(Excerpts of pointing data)
= = = =

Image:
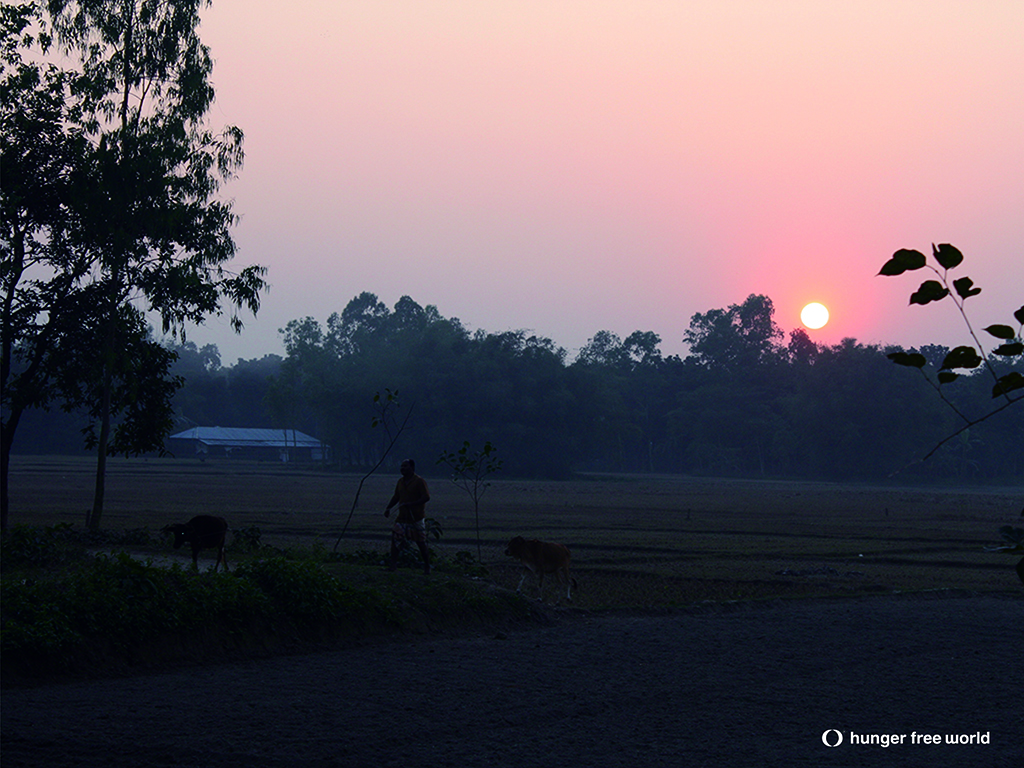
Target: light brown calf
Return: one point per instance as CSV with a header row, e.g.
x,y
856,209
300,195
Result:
x,y
543,557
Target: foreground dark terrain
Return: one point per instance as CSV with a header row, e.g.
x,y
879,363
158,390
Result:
x,y
741,685
717,624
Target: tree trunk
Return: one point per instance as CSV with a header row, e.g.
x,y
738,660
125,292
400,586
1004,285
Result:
x,y
6,441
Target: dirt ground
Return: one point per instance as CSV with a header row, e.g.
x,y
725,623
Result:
x,y
748,684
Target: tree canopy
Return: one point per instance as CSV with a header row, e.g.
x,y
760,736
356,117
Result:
x,y
110,208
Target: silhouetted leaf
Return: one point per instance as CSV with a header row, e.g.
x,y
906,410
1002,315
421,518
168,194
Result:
x,y
965,288
903,260
1000,332
962,357
1010,350
1010,534
1008,383
947,255
910,359
931,290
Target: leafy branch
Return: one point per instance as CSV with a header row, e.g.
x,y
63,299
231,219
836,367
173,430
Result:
x,y
468,472
965,357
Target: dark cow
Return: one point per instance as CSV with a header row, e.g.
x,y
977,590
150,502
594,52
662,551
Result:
x,y
203,531
543,557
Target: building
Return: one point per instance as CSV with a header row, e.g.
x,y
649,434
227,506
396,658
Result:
x,y
236,442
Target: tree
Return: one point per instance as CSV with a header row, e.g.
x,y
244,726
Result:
x,y
738,337
1006,385
133,216
385,408
469,470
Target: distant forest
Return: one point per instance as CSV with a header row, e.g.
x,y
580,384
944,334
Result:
x,y
747,401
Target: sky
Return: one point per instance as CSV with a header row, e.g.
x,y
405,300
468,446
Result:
x,y
571,167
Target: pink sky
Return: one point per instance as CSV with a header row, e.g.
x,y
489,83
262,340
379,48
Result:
x,y
570,167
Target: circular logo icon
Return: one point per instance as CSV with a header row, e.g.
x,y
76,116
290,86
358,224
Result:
x,y
829,740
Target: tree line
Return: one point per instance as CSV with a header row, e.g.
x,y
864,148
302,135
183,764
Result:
x,y
747,401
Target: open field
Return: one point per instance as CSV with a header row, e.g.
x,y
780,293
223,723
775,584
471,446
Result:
x,y
636,542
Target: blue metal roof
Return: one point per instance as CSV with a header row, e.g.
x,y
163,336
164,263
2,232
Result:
x,y
238,437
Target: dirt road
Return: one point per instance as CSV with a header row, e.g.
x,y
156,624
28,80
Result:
x,y
748,685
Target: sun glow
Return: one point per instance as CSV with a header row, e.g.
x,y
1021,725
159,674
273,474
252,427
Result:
x,y
814,315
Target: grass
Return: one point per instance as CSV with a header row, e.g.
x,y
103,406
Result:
x,y
638,543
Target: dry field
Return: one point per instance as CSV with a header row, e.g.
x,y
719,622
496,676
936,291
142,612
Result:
x,y
636,542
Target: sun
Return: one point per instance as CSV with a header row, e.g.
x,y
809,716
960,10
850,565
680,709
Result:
x,y
814,315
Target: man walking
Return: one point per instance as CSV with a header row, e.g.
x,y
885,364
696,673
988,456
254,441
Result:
x,y
412,496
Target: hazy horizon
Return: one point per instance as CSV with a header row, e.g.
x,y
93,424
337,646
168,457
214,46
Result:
x,y
570,167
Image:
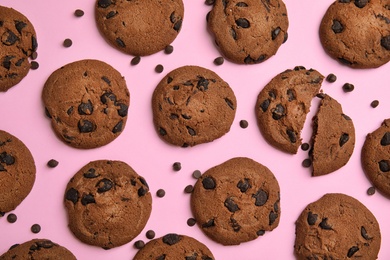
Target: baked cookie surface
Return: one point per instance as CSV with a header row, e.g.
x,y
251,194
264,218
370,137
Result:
x,y
236,201
376,157
38,249
174,246
108,203
282,106
18,42
17,171
193,105
333,137
139,27
248,31
87,101
337,226
357,33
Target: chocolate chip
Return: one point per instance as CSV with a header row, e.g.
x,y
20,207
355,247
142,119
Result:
x,y
171,239
311,218
331,78
191,222
261,197
135,60
208,183
385,42
243,23
104,185
36,228
11,218
384,166
353,249
324,224
52,163
86,126
244,185
337,27
87,199
275,33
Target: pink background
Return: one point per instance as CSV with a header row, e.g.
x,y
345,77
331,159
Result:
x,y
22,114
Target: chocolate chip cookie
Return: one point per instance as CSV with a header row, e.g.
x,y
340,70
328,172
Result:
x,y
357,33
376,157
333,139
139,27
236,201
337,226
174,246
248,31
18,42
283,104
17,171
108,203
87,101
193,105
38,249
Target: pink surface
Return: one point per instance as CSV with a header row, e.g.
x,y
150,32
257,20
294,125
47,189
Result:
x,y
22,114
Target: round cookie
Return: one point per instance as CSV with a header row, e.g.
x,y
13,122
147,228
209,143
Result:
x,y
236,201
139,27
333,137
17,172
376,157
357,33
337,226
174,246
87,101
193,105
282,106
38,249
18,42
248,31
108,203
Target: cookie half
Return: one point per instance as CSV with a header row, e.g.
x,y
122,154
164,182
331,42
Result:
x,y
174,246
87,102
376,157
282,106
248,31
337,226
333,139
357,33
193,105
17,171
139,27
38,249
236,201
18,42
108,203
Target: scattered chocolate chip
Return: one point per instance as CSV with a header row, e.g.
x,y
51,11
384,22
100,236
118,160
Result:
x,y
36,228
150,234
331,78
52,163
11,218
78,12
243,124
374,103
160,193
219,61
348,87
135,60
191,222
371,191
159,68
67,43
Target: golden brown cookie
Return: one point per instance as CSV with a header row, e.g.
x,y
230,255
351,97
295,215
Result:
x,y
87,101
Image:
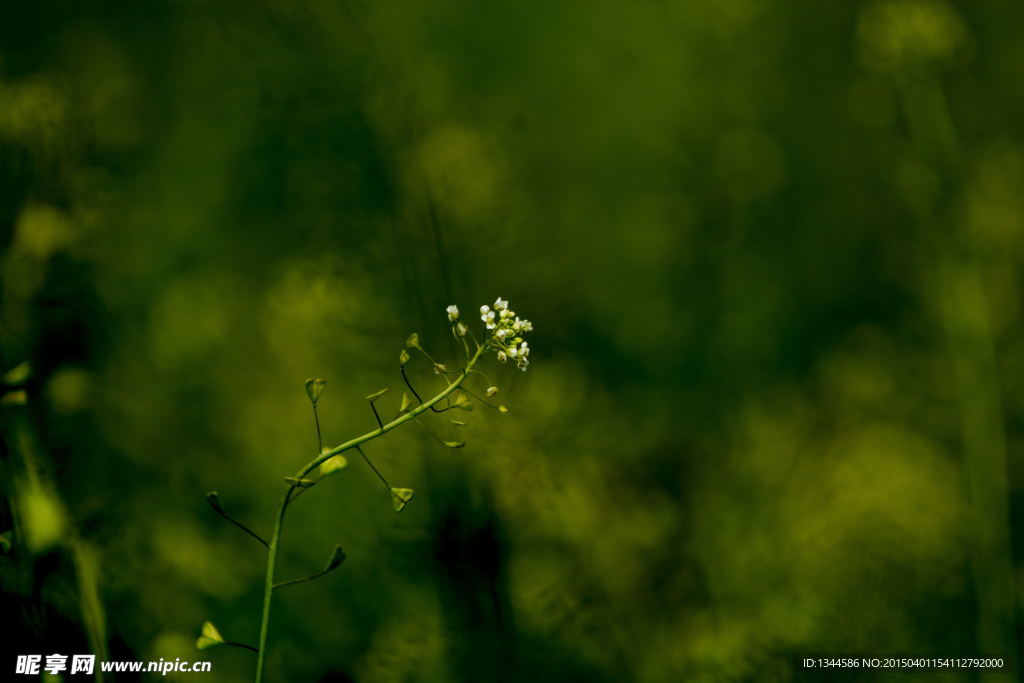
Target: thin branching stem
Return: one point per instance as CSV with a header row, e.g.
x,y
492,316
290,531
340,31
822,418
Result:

= = = =

The material above holds pictures; copy everything else in it exactly.

Image:
Target: light brown calf
Return: one point per instance as CSV with a header row, e.g.
x,y
856,209
300,195
Result:
x,y
543,557
Target: foreground dark terrain
Return: one point per instance as CSV with a header row, e.g.
x,y
879,363
158,390
Result:
x,y
741,685
717,624
Target: tree trunk
Return: one point per instance as CSV with a header row, e.g.
x,y
738,660
125,292
400,586
1004,285
Result:
x,y
6,441
Target: dirt ground
Return: one point per instance as CSV with a header row, e.g.
x,y
725,623
Result:
x,y
748,684
Target: tree canopy
Return: one point per instance as CSV with a header row, e.g.
x,y
760,736
356,117
Result:
x,y
110,208
Target: silhouetted leaf
Return: one point per instance as CSV with a header row, e.g.
x,y
906,410
1002,315
421,518
168,194
Result:
x,y
965,288
903,260
1000,332
962,357
1010,350
1010,534
1008,383
947,255
910,359
931,290
Target: leafy branch
Return: one point per instance as CSV with a header row, e.g.
x,y
63,299
231,219
836,367
173,430
Result:
x,y
468,472
965,357
Target: dark cow
Return: one point per instance as CSV with a header row, e.g.
x,y
977,590
150,502
594,52
662,551
Result:
x,y
203,531
543,557
Target: building
Return: one point per instance as CSV with a header row, e.g.
x,y
649,434
227,506
396,658
Result:
x,y
236,442
Target: tree
Return: one point per instance as CSV with a header row, e.g.
x,y
244,726
Result:
x,y
738,337
1006,385
133,216
385,408
469,470
Target: distant forest
Return: one point per instance as CSV with a header row, e.g.
x,y
580,384
944,334
Result:
x,y
747,401
Target: sky
Return: one point per instance as CSV with a header row, e.g.
x,y
405,300
468,446
Result:
x,y
571,167
Target: pink sky
Return: one point per instance as CSV with a header row, e.g.
x,y
489,83
262,340
379,48
Result:
x,y
570,167
Target: circular logo icon
Return: one point per instance as CSV with a header row, e.g.
x,y
76,116
290,86
358,224
Result:
x,y
829,740
Target: tree line
Return: one point per instance as CSV with a header row, e.g.
x,y
864,148
302,135
183,764
Result:
x,y
747,401
Target: open field
Return: one point per instance as CSV with a header row, e.g.
x,y
780,293
223,723
775,584
471,446
Result:
x,y
636,542
Target: blue metal roof
Return: one point per instance as CSV with a header row, e.g.
x,y
163,336
164,263
2,232
Result:
x,y
238,437
Target: dirt road
Return: one point per instance as CSV with a header row, e.g.
x,y
156,624
28,80
Result:
x,y
748,685
Target: sun glow
Return: one point per instance as CSV with a header row, e.g.
x,y
1021,725
159,674
273,474
252,427
Result:
x,y
814,315
Target: grass
Return: one point per instance as CSV with a header row, e.g.
x,y
103,406
Result:
x,y
638,543
Target: dry field
Return: one point per instance as CSV with a header row, e.g.
x,y
719,622
496,676
936,291
142,612
Result:
x,y
636,542
Target: sun
Return: one point per instance as CSV with a header row, e.g.
x,y
809,716
960,10
850,565
680,709
Result:
x,y
814,315
Target: man walking
Return: one point per instance as CSV with a header row, e.g.
x,y
885,364
696,673
988,456
254,441
Result:
x,y
412,496
Target: hazy horizon
Return: one point per instance as CSV with a header row, e.g.
x,y
93,424
337,646
168,457
214,46
Result:
x,y
570,167
Image:
Target: baked cookie surface
Return: one point per instance as CSV with a header row, e.g.
x,y
251,194
264,218
370,137
Result:
x,y
236,201
376,157
38,249
174,246
108,203
282,106
18,42
17,171
193,105
333,137
139,27
248,31
87,101
337,226
357,33
Target: chocolate chip
Return: one point per instance as CSV with a header row, e.g.
x,y
20,207
355,247
142,119
Result:
x,y
171,239
311,218
331,78
191,222
261,197
135,60
208,183
385,42
243,23
104,185
36,228
11,218
384,166
353,249
324,224
52,163
86,126
244,185
337,27
87,199
275,33
Target: pink background
Return: one point per instance as CSV with a header row, e.g.
x,y
345,77
331,159
Result:
x,y
22,114
Target: chocolate chip cookie
Return: one point per instance as CSV with a header row, e.g.
x,y
340,70
328,172
Result:
x,y
357,33
376,157
333,139
139,27
236,201
337,226
174,246
248,31
18,42
283,104
17,171
108,203
87,101
193,105
38,249
Target: pink surface
Return: one point per instance as CSV with a header row, e.g.
x,y
150,32
257,20
294,125
47,189
Result:
x,y
22,114
Target: round cookie
Return: one point per instance as CSV with a header row, e.g.
x,y
13,122
147,228
209,143
Result:
x,y
236,201
139,27
333,137
17,172
376,157
357,33
337,226
174,246
87,101
193,105
282,106
38,249
18,42
248,31
108,203
Target: cookie half
Return: one point per instance as CSV with a header row, e.g.
x,y
122,154
164,182
331,42
Result:
x,y
174,246
87,102
376,157
282,106
248,31
337,226
333,139
357,33
193,105
17,171
139,27
38,249
236,201
18,42
108,203
Target: scattered chocolate chip
Return: one point per instance as CSV with a header row, e.g.
x,y
51,11
384,22
100,236
118,160
Result:
x,y
36,228
150,234
331,78
52,163
11,218
78,12
243,124
374,103
160,193
219,61
348,87
135,60
191,222
371,191
159,68
67,43
Target: golden brown cookie
Return: one point per instance as CSV with a header row, e.g.
x,y
230,255
351,97
295,215
Result:
x,y
87,101
Image:
Target: thin branching stem
Return: one point per instance as CSV with a header row, e.g.
x,y
492,316
290,531
340,31
822,418
Result:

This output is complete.